**** Exercise data ****

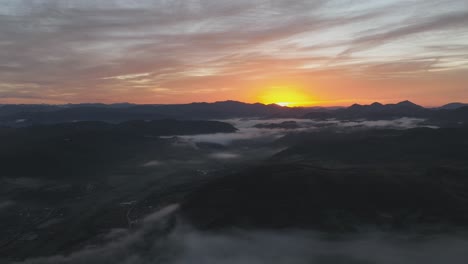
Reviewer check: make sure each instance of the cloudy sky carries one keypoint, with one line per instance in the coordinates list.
(176, 51)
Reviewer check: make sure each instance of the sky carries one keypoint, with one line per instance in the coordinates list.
(302, 52)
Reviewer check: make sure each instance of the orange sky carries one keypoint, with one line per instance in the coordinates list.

****

→ What the task asks
Repeat each entry above exactly, passing over any images.

→ Final answer
Reviewer check: make sure each instance of the cloudy sky carries one keypoint, with one line per instance in the coordinates list.
(176, 51)
Reviewer check: make sure each instance of the sky carries one keypoint, with one line per instance in the coordinates list.
(302, 52)
Reviewer check: make sure each instance of the orange sky carries one keypoint, with one line per instance in the coordinates list.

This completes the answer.